TASK INSTRUCTIONS
**a.** In the documentation excerpt, which noise-level constant does get_gaussian_likelihood_with_gamma_prior require the noise to exceed, and what is its value?
**b.** List every prior distribution, with its parameters, that the documentation excerpt names.

TEXT SHOWN
>>>

Computes the interaction features between the inputs.

Parameters:
  • X (Tensor) – A batch_shape x q x d-dim tensor of inputs.

  • indices – The input dimensions to generate interaction features for.

Returns:

A n x q x 1 x (d * (d-1) / 2))-dim tensor of interaction features.

Return type:

Tensor

Utilities

GPyTorch Module Constructors

Pre-packaged kernels for bayesian optimization, including a Scale/Matern kernel that is well-suited to low-dimensional high-noise problems, and a dimension-agnostic RBF kernel without outputscale.

References:

[Hvarfner2024vanilla] (1,2,3)

C. Hvarfner, E. O. Hellsten, L. Nardi, Vanilla Bayesian Optimization Performs Great in High Dimensions. In International Conference on Machine Learning, 2024.

botorch.models.utils.gpytorch_modules.get_matern_kernel_with_gamma_prior(ard_num_dims, batch_shape=None)[source]

Constructs the Scale-Matern kernel that is used by default by several models. This uses a Gamma(3.0, 6.0) prior for the lengthscale and a Gamma(2.0, 0.15) prior for the output scale.

Parameters:
  • ard_num_dims (int)

  • batch_shape (Size | None)

Return type:

ScaleKernel

botorch.models.utils.gpytorch_modules.get_gaussian_likelihood_with_gamma_prior(batch_shape=None)[source]

Constructs the GaussianLikelihood that is used by default by several models. This uses a Gamma(1.1, 0.05) prior and constrains the noise level to be greater than MIN_INFERRED_NOISE_LEVEL (=1e-4).

Parameters:

batch_shape (Size | None)

Return type:

GaussianLikelihood

botorch.models.utils.gpytorch_modules.get_gaussian_likelihood_with_lognormal_prior(batch_shape=None)[source]

Return Gaussian likelihood with a LogNormal(-4.0, 1.0) prior. This prior is based on [Hvarfner2024vanilla].

Parameters:

batch_shape (Size | None) – Batch shape for the likelihood.

Returns:

GaussianLikelihood with LogNormal(-4.0, 1.0) prior and constrains the noise level to be greater than MIN_INFERRED_NOISE_LEVEL (=1e-4).

<<<

Data entries
>>>

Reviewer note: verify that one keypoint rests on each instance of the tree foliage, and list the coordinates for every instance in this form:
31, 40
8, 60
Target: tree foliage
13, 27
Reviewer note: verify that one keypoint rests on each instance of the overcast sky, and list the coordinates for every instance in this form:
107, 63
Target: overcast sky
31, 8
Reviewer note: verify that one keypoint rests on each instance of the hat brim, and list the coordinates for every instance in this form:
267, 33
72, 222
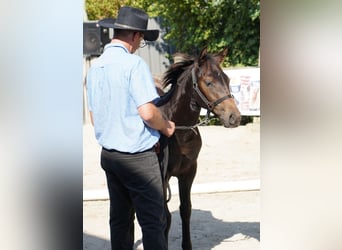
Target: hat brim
149, 35
107, 22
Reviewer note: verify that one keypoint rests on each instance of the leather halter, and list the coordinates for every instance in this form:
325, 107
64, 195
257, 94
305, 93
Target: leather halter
210, 105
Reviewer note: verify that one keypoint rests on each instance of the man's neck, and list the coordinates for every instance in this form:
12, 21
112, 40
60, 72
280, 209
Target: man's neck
127, 45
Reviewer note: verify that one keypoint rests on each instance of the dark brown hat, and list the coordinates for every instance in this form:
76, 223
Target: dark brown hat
130, 18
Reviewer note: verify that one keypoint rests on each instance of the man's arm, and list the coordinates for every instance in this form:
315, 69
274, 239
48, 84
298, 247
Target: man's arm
154, 119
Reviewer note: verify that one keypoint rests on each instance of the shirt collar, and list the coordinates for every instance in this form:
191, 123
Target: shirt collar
118, 45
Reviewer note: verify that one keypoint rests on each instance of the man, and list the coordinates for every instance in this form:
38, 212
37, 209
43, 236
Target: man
128, 125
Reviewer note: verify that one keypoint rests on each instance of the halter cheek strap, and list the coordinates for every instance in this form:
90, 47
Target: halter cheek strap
210, 105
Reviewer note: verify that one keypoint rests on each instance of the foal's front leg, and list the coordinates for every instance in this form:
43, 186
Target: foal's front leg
184, 183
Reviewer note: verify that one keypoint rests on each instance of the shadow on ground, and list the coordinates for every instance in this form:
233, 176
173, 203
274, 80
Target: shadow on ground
206, 233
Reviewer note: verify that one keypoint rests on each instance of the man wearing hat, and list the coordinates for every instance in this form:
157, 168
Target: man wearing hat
127, 125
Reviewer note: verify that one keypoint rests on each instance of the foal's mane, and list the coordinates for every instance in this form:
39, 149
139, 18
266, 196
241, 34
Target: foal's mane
177, 76
171, 76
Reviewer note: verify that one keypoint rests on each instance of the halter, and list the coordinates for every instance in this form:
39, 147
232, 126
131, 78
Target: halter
210, 105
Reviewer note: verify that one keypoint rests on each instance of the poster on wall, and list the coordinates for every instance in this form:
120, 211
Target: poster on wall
245, 86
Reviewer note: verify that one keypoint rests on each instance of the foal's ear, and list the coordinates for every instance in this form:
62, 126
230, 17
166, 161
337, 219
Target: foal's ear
221, 55
203, 55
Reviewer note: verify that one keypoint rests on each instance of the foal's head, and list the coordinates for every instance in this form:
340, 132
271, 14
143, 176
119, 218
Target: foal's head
213, 84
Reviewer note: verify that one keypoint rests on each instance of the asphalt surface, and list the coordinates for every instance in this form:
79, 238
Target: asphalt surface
224, 215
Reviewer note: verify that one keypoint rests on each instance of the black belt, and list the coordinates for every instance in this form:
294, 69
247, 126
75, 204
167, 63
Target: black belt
117, 151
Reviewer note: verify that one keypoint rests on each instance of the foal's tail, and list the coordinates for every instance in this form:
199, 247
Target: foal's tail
169, 193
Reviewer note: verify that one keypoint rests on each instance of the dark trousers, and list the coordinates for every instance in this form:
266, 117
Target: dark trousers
135, 186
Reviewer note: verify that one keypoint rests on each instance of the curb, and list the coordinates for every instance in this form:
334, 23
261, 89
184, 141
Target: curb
205, 188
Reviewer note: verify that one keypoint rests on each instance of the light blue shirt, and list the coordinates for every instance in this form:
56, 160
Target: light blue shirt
117, 84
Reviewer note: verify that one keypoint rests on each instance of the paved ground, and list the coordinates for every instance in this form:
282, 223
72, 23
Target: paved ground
220, 220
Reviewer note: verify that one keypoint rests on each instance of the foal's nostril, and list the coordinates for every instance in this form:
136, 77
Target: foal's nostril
232, 119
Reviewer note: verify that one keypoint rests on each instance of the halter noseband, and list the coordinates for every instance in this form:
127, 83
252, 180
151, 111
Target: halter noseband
210, 105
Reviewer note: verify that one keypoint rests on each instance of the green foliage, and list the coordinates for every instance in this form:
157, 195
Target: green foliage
193, 24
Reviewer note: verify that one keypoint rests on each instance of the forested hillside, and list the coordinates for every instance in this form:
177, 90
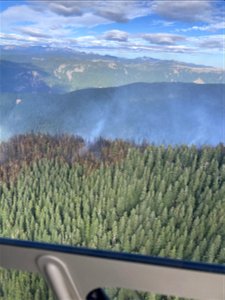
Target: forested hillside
155, 200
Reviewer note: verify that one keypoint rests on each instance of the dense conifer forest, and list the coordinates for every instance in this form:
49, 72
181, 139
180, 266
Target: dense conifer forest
155, 200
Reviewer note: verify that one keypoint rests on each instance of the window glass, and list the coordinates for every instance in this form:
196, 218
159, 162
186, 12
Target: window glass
112, 126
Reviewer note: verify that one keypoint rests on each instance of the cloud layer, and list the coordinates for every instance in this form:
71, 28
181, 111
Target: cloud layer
126, 27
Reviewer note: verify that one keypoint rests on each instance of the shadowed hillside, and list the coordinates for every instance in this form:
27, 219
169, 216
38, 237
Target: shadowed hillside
162, 113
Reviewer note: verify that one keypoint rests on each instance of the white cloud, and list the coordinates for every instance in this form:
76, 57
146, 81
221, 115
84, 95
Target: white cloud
163, 38
185, 11
116, 35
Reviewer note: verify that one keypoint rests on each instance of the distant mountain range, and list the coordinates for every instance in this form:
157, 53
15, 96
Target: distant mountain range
52, 70
162, 113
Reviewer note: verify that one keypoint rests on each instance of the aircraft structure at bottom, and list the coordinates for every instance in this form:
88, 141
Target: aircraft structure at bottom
75, 273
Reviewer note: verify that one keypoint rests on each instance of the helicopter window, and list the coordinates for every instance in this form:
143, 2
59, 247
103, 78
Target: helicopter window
112, 128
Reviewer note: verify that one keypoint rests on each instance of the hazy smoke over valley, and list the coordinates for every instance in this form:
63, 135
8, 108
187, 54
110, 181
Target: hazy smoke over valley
161, 113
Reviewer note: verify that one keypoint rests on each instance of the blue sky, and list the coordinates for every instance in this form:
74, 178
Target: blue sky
189, 31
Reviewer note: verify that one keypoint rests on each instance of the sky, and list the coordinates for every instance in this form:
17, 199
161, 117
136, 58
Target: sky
189, 31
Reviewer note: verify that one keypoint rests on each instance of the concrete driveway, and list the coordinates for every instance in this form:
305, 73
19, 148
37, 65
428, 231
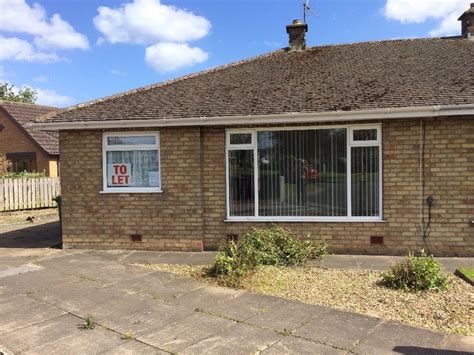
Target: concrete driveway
46, 293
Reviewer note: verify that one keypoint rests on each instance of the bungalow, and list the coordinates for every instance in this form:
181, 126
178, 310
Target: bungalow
369, 146
23, 148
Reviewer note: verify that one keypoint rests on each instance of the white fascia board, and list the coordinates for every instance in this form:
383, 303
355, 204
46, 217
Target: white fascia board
285, 118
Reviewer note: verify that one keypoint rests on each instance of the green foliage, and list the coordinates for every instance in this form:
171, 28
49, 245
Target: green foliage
89, 322
416, 273
263, 246
21, 175
27, 94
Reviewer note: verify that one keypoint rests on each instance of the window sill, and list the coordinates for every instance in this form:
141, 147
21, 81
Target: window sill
307, 220
132, 191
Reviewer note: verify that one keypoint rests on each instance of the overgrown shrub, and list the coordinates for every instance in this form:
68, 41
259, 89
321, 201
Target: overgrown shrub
263, 246
416, 273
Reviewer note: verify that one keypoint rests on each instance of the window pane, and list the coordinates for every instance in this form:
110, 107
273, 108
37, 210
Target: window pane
131, 140
365, 135
240, 138
241, 183
365, 181
138, 168
302, 173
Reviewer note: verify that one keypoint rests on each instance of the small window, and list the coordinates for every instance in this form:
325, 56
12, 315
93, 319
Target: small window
240, 138
131, 162
364, 135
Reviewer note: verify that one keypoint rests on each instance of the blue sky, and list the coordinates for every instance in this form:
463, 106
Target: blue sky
72, 51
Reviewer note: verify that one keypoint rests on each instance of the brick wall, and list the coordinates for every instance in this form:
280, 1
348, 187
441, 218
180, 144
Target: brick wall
449, 178
14, 140
171, 220
191, 210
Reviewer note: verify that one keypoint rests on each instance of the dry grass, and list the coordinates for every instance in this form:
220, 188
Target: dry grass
21, 216
450, 311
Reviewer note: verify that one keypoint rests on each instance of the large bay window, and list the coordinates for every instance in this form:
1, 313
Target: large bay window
131, 162
304, 173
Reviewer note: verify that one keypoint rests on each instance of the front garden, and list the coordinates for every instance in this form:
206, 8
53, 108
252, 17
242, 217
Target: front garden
274, 262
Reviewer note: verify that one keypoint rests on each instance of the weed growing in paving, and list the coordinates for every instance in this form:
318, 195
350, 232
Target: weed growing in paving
263, 246
89, 322
128, 335
416, 273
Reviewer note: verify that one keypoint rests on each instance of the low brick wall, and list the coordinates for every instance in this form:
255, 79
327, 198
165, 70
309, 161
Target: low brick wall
190, 213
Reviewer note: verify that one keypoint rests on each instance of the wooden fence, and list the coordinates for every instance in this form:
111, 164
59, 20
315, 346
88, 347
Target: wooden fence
24, 194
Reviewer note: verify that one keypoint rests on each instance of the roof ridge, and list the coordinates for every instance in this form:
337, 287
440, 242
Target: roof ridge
19, 103
384, 41
171, 81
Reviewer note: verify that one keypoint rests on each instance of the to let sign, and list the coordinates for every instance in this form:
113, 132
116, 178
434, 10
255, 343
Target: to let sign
119, 174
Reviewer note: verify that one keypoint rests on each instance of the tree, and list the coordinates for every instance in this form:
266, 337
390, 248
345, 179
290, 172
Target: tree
27, 94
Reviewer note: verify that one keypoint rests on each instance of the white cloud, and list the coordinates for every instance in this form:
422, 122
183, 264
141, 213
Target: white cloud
117, 72
51, 98
149, 21
166, 30
165, 57
417, 11
47, 34
17, 49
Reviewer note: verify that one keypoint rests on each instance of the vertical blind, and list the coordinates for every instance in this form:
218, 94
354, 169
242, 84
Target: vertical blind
303, 173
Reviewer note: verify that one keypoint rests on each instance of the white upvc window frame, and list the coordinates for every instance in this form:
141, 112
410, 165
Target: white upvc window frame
349, 144
108, 148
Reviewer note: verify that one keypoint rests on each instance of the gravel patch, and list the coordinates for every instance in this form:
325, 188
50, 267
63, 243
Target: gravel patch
450, 311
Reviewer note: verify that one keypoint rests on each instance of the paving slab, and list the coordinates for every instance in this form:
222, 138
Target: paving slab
243, 305
392, 337
130, 347
287, 316
237, 339
20, 311
77, 297
26, 338
22, 269
37, 280
161, 285
140, 317
339, 329
292, 345
192, 329
204, 296
91, 341
90, 267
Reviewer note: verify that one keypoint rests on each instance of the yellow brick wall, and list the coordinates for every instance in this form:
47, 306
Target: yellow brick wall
171, 220
190, 213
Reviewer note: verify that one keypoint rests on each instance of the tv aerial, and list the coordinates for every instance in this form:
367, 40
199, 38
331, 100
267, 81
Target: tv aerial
307, 10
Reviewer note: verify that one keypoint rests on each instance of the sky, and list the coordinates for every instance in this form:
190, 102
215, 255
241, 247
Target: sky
72, 51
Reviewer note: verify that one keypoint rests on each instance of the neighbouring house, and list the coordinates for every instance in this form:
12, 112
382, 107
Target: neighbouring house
21, 147
369, 146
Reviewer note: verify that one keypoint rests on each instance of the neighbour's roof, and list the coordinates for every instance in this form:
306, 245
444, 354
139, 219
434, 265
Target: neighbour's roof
351, 77
24, 113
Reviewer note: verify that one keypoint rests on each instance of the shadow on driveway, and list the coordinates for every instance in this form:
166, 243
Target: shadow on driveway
45, 235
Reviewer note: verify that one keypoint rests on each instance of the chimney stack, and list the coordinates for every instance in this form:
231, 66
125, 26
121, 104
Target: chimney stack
297, 31
467, 21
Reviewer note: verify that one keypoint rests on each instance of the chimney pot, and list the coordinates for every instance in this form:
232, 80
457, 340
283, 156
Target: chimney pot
297, 33
467, 23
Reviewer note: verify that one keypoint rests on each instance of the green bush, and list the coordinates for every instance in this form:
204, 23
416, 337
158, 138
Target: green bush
264, 246
416, 273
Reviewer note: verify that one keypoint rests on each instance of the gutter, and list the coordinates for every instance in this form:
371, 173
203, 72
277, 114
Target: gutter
284, 118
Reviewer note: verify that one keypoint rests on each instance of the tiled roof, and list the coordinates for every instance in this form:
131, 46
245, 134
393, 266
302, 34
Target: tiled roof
360, 76
28, 113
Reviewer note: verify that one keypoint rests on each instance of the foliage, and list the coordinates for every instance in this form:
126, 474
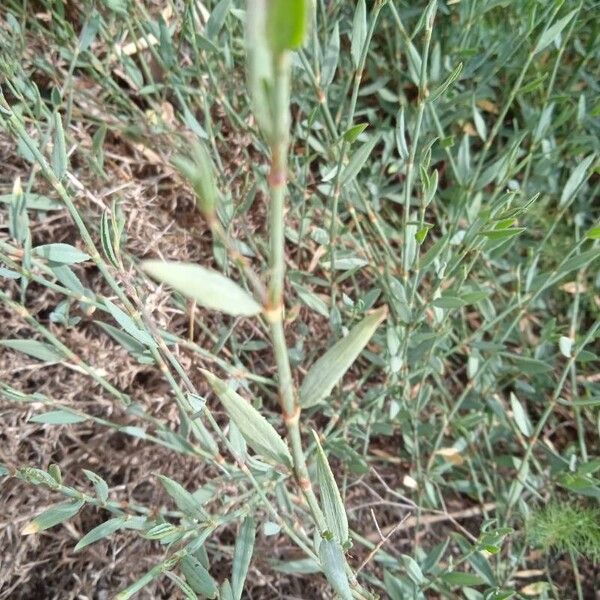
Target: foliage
439, 159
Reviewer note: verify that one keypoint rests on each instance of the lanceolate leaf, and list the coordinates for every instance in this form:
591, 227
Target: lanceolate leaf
576, 178
330, 368
358, 160
61, 253
359, 32
59, 150
244, 546
286, 24
257, 431
198, 578
128, 325
209, 288
553, 31
53, 516
57, 417
333, 507
332, 563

<<<

RESPONSES TO THE TASKS
**a.** MIN_INFERRED_NOISE_LEVEL, with a value of 1e-4.

**b.** Gamma(3.0, 6.0); Gamma(2.0, 0.15); Gamma(1.1, 0.05); LogNormal(-4.0, 1.0)